**Your task**
Every record must be written out once more, with nothing added or omitted.

**Data supplied**
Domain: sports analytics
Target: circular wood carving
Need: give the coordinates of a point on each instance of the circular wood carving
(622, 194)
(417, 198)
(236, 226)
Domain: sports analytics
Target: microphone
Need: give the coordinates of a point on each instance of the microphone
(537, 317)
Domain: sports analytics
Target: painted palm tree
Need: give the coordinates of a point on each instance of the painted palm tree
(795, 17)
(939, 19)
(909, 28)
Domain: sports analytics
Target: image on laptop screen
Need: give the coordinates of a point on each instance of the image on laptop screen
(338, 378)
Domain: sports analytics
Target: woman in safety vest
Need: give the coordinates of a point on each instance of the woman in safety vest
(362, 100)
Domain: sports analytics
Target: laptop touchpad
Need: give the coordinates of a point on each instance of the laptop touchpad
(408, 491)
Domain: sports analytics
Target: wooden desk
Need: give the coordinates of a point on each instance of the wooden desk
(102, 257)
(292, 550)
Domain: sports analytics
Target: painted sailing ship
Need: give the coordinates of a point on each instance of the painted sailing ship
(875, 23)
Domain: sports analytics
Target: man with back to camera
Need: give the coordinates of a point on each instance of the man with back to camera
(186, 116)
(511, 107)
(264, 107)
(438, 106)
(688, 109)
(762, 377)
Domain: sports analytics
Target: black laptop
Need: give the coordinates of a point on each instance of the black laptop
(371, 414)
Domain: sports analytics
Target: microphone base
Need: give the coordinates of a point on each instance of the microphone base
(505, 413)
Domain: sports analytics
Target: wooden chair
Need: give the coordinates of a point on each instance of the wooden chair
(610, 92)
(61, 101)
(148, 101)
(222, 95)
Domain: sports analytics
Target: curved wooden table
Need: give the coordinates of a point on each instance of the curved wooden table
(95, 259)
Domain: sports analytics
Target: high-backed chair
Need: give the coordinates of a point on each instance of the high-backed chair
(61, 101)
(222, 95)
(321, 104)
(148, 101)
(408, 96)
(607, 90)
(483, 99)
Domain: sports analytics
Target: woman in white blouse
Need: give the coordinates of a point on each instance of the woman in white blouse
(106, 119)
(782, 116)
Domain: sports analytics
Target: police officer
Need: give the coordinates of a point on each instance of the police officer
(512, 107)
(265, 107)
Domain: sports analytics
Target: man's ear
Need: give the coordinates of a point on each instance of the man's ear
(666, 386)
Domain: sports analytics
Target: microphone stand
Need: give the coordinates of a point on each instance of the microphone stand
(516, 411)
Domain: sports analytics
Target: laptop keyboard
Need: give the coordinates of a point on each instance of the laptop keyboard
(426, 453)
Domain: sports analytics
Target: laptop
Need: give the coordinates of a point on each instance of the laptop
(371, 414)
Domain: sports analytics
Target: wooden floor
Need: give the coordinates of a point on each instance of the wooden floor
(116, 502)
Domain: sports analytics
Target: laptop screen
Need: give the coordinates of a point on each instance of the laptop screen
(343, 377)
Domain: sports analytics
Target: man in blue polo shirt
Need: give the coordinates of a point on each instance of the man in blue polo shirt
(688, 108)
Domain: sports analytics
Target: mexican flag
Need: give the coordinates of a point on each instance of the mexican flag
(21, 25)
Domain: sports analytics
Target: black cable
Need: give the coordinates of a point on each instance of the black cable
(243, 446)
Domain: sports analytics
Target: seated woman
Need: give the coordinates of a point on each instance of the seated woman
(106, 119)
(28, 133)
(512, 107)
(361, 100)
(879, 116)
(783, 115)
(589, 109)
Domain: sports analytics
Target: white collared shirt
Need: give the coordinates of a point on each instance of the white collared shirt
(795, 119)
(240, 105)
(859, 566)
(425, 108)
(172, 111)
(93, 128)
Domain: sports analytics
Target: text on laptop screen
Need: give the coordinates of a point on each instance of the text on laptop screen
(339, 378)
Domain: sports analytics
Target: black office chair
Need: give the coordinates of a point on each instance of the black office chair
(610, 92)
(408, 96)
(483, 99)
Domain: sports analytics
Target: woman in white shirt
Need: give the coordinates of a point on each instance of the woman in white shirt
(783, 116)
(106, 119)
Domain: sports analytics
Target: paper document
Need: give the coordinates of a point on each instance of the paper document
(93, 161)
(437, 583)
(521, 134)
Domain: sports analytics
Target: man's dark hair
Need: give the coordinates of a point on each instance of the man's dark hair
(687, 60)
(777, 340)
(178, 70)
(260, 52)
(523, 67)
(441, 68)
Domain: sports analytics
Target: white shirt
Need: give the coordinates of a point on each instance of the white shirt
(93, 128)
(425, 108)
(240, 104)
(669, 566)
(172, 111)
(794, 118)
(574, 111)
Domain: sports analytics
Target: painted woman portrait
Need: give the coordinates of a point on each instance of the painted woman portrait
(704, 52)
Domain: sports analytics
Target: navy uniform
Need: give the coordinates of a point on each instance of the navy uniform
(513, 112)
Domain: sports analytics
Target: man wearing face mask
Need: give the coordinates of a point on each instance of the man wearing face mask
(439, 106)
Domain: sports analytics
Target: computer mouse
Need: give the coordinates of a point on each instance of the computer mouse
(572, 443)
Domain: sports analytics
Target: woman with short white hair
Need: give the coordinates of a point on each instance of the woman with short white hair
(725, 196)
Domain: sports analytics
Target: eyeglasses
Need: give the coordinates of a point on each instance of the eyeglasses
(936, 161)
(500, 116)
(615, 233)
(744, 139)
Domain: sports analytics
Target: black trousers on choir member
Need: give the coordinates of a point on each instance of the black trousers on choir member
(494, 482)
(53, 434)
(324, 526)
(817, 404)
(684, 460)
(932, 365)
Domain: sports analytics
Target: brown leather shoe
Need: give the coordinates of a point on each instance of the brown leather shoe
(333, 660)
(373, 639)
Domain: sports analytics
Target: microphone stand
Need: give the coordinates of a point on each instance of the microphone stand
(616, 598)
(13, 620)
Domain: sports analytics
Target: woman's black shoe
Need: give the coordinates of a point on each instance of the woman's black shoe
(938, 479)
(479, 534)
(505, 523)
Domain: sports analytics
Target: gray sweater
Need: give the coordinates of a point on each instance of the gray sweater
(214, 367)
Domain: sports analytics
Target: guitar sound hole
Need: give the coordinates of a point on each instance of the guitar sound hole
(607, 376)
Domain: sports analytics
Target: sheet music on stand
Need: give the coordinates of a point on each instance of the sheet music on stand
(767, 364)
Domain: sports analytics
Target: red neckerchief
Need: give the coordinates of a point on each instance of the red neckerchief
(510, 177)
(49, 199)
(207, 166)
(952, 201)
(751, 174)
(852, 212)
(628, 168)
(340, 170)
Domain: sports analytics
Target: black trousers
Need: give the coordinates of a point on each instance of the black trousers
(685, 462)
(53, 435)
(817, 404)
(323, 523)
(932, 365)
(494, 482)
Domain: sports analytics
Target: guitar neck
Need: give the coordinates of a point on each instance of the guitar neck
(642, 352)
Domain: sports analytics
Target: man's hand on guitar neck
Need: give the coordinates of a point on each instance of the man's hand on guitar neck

**Response to this exercise**
Domain: sports analytics
Target: circular wood carving
Need: give the coordinates of a point on each instance of the circular wood carving
(622, 194)
(417, 198)
(236, 226)
Domain: sports analytics
Target: microphone
Need: give the coordinates of a point on each instance of the microphone
(537, 317)
Domain: sports analytics
Target: painted palm tree
Need: give the coordinates of a point on each instance of the painted palm tree
(795, 17)
(939, 19)
(909, 28)
Domain: sports analytics
Target: image on laptop screen
Need: give the coordinates of a point on each instance of the image on laptop screen
(338, 378)
Domain: sports analytics
Target: woman in safety vest
Need: give the coordinates of a point on each instance of the woman in safety vest
(362, 100)
Domain: sports analytics
Target: laptop touchpad
Need: give the coordinates of a point on each instance of the laptop touchpad
(408, 491)
Domain: sports analytics
Target: wooden desk
Need: give the coordinates of a point on each instance of the wooden desk
(102, 257)
(292, 550)
Domain: sports analytics
Target: painted sailing ship
Need: give the coordinates of a point on each instance of the painted sailing ship
(875, 23)
Domain: sports analytics
Target: man with back to camera
Need: give the coordinates of a point on each instance of the man with back to camera
(186, 116)
(511, 107)
(264, 107)
(438, 106)
(688, 109)
(762, 377)
Domain: sports analytics
Target: black laptop
Need: give the coordinates of a point on each instance of the black laptop
(371, 414)
Domain: sports analytics
Target: microphone base
Need: give the coordinates of a point on each instance of the microphone base
(505, 413)
Domain: sports analytics
Target: wooden chair
Need: give the coordinates of a point on each instance of the wooden chair
(610, 92)
(61, 101)
(148, 101)
(222, 95)
Domain: sports analytics
Target: curved wooden table
Need: give the coordinates of a point on each instance of the curved wooden table
(95, 259)
Domain: sports analytics
Target: high-backed chair
Need: give the coordinates of a point on each instance of the high-backed chair
(61, 101)
(222, 95)
(321, 104)
(148, 101)
(408, 96)
(607, 90)
(483, 99)
Domain: sports analytics
Target: woman in white blouse
Need: give the coordinates of a point on each instance of the woman in white blouse
(106, 119)
(782, 116)
Domain: sports analytics
Target: police officer
Need: give the coordinates of a point on each instance of the police officer
(512, 107)
(265, 107)
Domain: sports analytics
Target: man's ear
Need: give the coordinates of a point on each instance of the man's ear
(666, 386)
Domain: sports analytics
Target: microphone stand
Need: give the coordinates of a point on each instance of the microphone stand
(516, 411)
Domain: sports analytics
Target: laptop keyboard
Need: give the coordinates of a point on each instance of the laptop keyboard
(426, 453)
Domain: sports analytics
Target: laptop
Need: give the coordinates of a point on each instance of the laptop
(371, 414)
Domain: sports analytics
Target: wooden floor
Need: give the coordinates of a point on each instance of the wooden floor
(116, 502)
Domain: sports analytics
Target: laptop screen
Need: give the coordinates of a point on each instance of the laptop screen
(343, 377)
Domain: sports analytics
Target: man in blue polo shirt
Need: give the coordinates of a point on each instance of the man in blue polo shirt
(688, 108)
Domain: sports analytics
Target: mexican flag
Need: give the coordinates of a point on each instance of the mexican flag
(21, 25)
Domain: sports analytics
Target: black cable
Need: give the coordinates of a point on each instance of the black cable
(243, 446)
Domain: sports analytics
Target: seated woman
Need: give the coordinates of a point on each instance of the seated woman
(106, 119)
(28, 133)
(512, 107)
(361, 100)
(879, 116)
(783, 115)
(589, 109)
Domain: sports analytics
Target: white collared shirt
Need: give the coordinates of a point on each instance of the white collared shirt
(795, 119)
(240, 105)
(859, 566)
(425, 108)
(172, 111)
(93, 128)
Domain: sports analytics
Target: text on laptop screen
Need: give the coordinates of a point on each instance of the text on laptop screen
(339, 378)
Domain: sports analytics
Target: black office chair
Need: give the coordinates of a point on each instance of the black office chair
(610, 92)
(408, 96)
(483, 99)
Domain: sports analytics
Target: woman in white shirt
Need: give the coordinates of a point on each instance of the woman in white shirt
(783, 116)
(106, 119)
Domain: sports analytics
Target: paper document
Need: give the coordinates of a point on each instance of the paper document
(93, 161)
(437, 583)
(521, 134)
Domain: sports analytics
Target: man's dark hair
Need: give the coordinates of a point on each instance of the man's dark hair
(687, 60)
(777, 340)
(178, 70)
(260, 52)
(523, 67)
(441, 68)
Domain: sports analytics
Target: white shirt
Need: give the coordinates of a point on each instance of the white shirt
(93, 128)
(425, 108)
(240, 104)
(669, 566)
(172, 111)
(794, 118)
(574, 111)
Domain: sports analytics
Target: painted woman portrait
Need: give the coordinates of a point on each instance of the painted woman portrait
(704, 52)
Domain: sports analytics
Target: navy uniform
Need: give the coordinates of a point on each instance of the navy uniform
(513, 112)
Domain: sports analytics
Target: man wearing face mask
Need: give the coordinates of a point on each instance of the man wearing face mask
(439, 106)
Domain: sports analytics
Target: computer mouse
Need: give the coordinates of a point on each instance of the computer mouse
(572, 443)
Domain: sports analytics
Target: woman with short white hair
Need: give the coordinates of a point on each instance of the woman with short white hair
(725, 196)
Domain: sports analytics
Target: eyeglasses
Need: give the coordinates of a point on each instance of the eyeglasses
(936, 161)
(500, 116)
(615, 233)
(744, 139)
Domain: sports analytics
Target: black trousers on choir member
Need: give the coordinates of a point on each instance of the black trousers on choir member
(494, 482)
(53, 434)
(324, 526)
(817, 404)
(684, 460)
(932, 365)
Domain: sports analytics
Target: brown leather shoe
Need: give the coordinates of a point on each instance of the brown leather shoe
(333, 660)
(373, 639)
Domain: sports analytics
Target: microphone stand
Need: give the coordinates of a point on each instance of the microphone stand
(616, 598)
(13, 620)
Domain: sports analytics
Target: woman's black shoe
Need: give the coordinates of a point on each instance of the woman's black shoe
(938, 479)
(479, 534)
(505, 523)
Domain: sports analytics
Target: gray sweater
Need: give the coordinates of a point on each instance of the gray sweater
(214, 367)
Domain: sports analytics
Target: guitar sound hole
Need: give the coordinates of a point on each instance of the guitar sound hole
(607, 376)
Domain: sports analytics
Target: sheet music on stand
Need: give the coordinates of a point on each instance of the sheet music on stand
(767, 364)
Domain: sports analytics
Target: red neckerchief
Need: give the coordinates of a point on each instance of the red neckerchief
(510, 177)
(49, 199)
(207, 166)
(952, 201)
(751, 174)
(852, 212)
(628, 168)
(340, 170)
Domain: sports analytics
Target: black trousers
Need: give the coordinates of a point on each instance of the black trousers
(685, 462)
(53, 435)
(817, 404)
(323, 523)
(932, 365)
(494, 482)
Domain: sports analytics
Target: guitar neck
Need: give the coordinates of a point on each instance of the guitar neck
(642, 352)
Domain: sports analytics
Target: man's hand on guitar neck
Need: give the coordinates of a point on each instance of the man's hand on guitar neck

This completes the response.